**YOUR GOAL:** According to the PCH relocation thread, at what stage is all of the current PCH relocation performed?

On Fri, Nov 05, 2021 at 11:31:58AM +0100, Richard Biener wrote:
> On Fri, Nov 5, 2021 at 10:54 AM Jakub Jelinek <ja...@redhat.com> wrote:
> >
> > On Fri, Nov 05, 2021 at 10:42:05AM +0100, Richard Biener via Gcc-patches 
> > wrote:
> > > I had the impression we have support for PCH file relocation to deal with 
> > > ASLR
> > > at least on some platforms.
> >
> > Unfortunately we do not, e.g. if you build cc1/cc1plus as PIE on
> > x86_64-linux, PCH will stop working unless one always invokes it with
> > disabled ASLR through personality.
> >
> > I think this is related to function pointers and pointers to .rodata/.data
> > etc. variables in GC memory, we currently do not relocate that.
> >
> > What we perhaps could do is (at least assuming all the ELF PT_LOAD segments
> > are adjacent with a single load base for them - I think at least ia64
> > non-PIE binaries were violating this by having .text and .data PT_LOAD
> > segments many terrabytes appart with a whole in between not protected in any
> > way, but dunno if that is for PIEs too), perhaps try in a host
> > specific way remember the address range in which the function pointers and
> > .rodata/.data can exist, remember the extent start and end from PCH 
> > generation
> > and on PCH load query those addresses for the current compiler and relocate
> > everything in that extent by the load bias from the last run.
> > But, the assumption for this is that those function and data/rodata pointers
> > in GC memory are actually marked at least as pointers...
> 
> If any such pointers exist they must be marked GTY((skip)) since they do not
> point to GC memory...  So we'd need to invent special-handling for those.
> 
> > Do we e.g. have objects with virtual classes in GC memory and if so, do we
> > catch their virtual table pointers?
> 
> Who knows, but then I don't remember adding stuff that should end in a PCH.

So, I've investigated a little bit.
Apparently all the relocation we currently do for PCH is done at PCH write
time, we choose some address range in the address space we think will be likely
mmappable each time successfully, relocate all pointers pointing to GC
memory to point in there and then write that to file, together with the
scalar GTY global vars values and GTY pointers in global vars.

Point annotation entries:
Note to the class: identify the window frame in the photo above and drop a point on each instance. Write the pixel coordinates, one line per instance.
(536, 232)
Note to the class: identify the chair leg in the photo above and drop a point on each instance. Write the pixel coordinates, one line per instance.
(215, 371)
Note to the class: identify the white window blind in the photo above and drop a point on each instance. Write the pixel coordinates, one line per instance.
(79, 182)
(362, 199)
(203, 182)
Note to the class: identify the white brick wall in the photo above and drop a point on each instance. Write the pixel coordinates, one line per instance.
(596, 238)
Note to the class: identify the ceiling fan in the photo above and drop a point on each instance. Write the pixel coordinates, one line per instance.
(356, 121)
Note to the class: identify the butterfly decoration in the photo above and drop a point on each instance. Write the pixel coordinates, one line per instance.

**TASK OUTPUT:** All of it is done at PCH write time.